-- begin Dataset content --

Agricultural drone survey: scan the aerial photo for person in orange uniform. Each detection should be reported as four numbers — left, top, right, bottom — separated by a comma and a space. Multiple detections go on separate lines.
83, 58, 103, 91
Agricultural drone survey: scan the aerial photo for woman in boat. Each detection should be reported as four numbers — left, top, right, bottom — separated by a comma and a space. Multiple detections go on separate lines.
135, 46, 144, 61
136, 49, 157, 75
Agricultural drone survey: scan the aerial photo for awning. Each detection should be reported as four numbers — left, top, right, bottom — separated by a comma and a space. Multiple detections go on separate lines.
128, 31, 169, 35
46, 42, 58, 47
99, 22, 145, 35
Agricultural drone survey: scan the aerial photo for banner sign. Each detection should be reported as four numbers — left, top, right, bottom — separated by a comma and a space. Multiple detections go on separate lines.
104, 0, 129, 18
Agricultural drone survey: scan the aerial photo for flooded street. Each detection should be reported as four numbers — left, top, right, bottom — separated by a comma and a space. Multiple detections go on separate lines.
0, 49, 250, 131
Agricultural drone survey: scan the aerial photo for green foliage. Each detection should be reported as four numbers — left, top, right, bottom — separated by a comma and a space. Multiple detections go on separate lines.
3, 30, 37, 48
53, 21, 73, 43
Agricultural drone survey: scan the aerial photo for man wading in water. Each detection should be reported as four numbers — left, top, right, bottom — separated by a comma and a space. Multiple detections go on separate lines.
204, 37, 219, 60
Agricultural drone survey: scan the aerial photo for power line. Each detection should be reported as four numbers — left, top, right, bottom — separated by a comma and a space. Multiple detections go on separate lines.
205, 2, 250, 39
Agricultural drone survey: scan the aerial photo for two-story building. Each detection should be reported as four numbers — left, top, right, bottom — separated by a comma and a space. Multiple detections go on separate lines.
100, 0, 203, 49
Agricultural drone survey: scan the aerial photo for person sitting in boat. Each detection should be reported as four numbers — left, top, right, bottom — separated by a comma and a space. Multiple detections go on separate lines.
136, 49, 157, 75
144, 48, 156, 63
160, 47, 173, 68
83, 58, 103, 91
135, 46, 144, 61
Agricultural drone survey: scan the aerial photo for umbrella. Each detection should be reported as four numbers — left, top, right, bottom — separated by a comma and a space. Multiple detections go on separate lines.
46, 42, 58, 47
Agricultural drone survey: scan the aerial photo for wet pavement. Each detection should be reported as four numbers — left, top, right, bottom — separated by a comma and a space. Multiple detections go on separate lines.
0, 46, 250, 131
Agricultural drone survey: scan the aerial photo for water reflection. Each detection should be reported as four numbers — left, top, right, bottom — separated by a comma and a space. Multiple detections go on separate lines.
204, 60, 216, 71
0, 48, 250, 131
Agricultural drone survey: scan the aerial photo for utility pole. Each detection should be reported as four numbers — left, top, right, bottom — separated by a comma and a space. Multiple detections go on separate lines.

-- end Dataset content --

> [Task statement]: Reproduce every item above word for word, with each line kept unchanged.

> [The reply]:
Agricultural drone survey: scan the aerial photo for person in orange uniform. Each detection should be reported as four numbers — left, top, right, bottom — separated by a comma and a space. Multiple detections go on separate lines.
83, 58, 103, 91
Agricultural drone survey: scan the aerial photo for woman in boat. Each detection should be reported as four numbers — left, top, right, bottom — separated by a comma and a space. Multiple detections go on separate lines.
135, 46, 144, 61
136, 49, 157, 75
Agricultural drone survey: scan the aerial photo for awning. Each detection should be reported as four numbers — left, top, right, bottom — separated by a comma and a space. Multiple detections go on separate lines.
128, 31, 169, 35
46, 42, 58, 47
99, 22, 145, 35
Agricultural drone survey: scan the aerial photo for banner sign. Each detection should be reported as four numbers — left, top, right, bottom — separated by a comma and a space. Multiple detections go on separate lines.
104, 0, 129, 18
Agricultural drone survey: scan the aerial photo for flooded street. Each detection should be reported as four numbers — left, top, right, bottom — separated by a comma and a space. Multiple detections go on separate lines.
0, 49, 250, 131
Agricultural drone survey: scan the aerial photo for green foliage. Each detection should be reported as four numbers — left, top, right, bottom — separated by a comma and a space. Multiple detections go on separate lines.
3, 30, 37, 48
53, 21, 73, 43
Agricultural drone survey: scan the aerial photo for man wading in water. Each detection should be reported as four numbers — left, top, right, bottom — separated by a comma and a space. Multiple detections go on separate lines.
204, 37, 219, 60
Agricultural drone survey: scan the aerial photo for power line. Each detection should be reported as four numbers — left, top, right, bottom — separated by a comma and a space. Multiple detections go on separate lines.
205, 2, 250, 39
Agricultural drone survey: scan the aerial photo for two-story building. Each detection should be reported as four numbers — left, top, right, bottom — separated by a comma and a space. Multiple detections go on separate lines.
100, 0, 203, 49
Agricultural drone survey: scan the aerial photo for person sitting in boat. Each detection should be reported as four numbers — left, top, right, bottom — separated by a comma and a space. Multiple detections go on separate lines.
136, 49, 157, 75
144, 48, 156, 63
160, 47, 173, 68
83, 58, 103, 91
135, 46, 144, 61
Agricultural drone survey: scan the aerial photo for umbrella. Each detection should be reported as four numbers — left, top, right, bottom — separated by a comma and a space. Multiple detections go on separate lines.
46, 42, 58, 47
Agricultural drone survey: scan the aerial photo for wet pavement. Each detection should be reported as four numbers — left, top, right, bottom — separated by a comma and a space. Multiple detections go on separate lines.
0, 46, 250, 131
Agricultural drone survey: scan the aerial photo for water reflection. Each detection should be reported as four numbers — left, top, right, bottom — separated by a comma and a space. Multiple detections go on separate lines.
204, 60, 216, 71
0, 48, 250, 131
Agricultural drone survey: scan the aerial photo for utility pole. Each detection should be reported as four numbers — left, top, right, bottom — separated by a comma and a space. Multiple detections go on separate lines.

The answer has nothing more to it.